---------- Records for this exercise ----------

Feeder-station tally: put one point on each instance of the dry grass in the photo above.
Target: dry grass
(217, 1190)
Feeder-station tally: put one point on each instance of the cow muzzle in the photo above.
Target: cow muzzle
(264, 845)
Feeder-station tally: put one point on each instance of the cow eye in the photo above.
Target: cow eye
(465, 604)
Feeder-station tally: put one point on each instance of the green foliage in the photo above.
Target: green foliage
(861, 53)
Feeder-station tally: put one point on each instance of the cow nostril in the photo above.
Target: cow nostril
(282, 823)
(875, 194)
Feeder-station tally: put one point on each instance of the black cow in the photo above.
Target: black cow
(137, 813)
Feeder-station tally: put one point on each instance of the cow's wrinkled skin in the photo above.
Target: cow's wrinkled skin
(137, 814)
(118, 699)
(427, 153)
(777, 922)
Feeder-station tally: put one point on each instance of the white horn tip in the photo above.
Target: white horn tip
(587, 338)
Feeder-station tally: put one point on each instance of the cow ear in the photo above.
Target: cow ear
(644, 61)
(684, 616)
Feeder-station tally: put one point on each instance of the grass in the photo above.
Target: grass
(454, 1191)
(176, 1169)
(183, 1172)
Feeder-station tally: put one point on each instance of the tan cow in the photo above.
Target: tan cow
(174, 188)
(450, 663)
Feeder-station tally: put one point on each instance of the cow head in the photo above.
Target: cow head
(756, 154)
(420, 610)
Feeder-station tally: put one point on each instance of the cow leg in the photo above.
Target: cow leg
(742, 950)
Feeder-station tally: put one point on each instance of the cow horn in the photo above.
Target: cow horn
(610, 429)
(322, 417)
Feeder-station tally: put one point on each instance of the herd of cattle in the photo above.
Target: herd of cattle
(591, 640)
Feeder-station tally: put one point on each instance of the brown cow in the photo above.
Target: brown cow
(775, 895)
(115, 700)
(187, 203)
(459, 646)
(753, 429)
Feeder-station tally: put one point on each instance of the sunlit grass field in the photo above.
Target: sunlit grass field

----------

Copy the records from the line containing "brown cow in the photo above." through the end of the records, swapping "put one point on" for "place a single point on" and keeping everything else the same. Return only those lines.

**Answer for the task**
Feeder-station tally: place a single point on each instance of the brown cow in the photo above.
Target: brown cow
(775, 895)
(115, 700)
(187, 203)
(459, 646)
(753, 429)
Feeder-station tally: place a single point on each instance of the sunlit grass field in the photo above.
Target: sunlit grass field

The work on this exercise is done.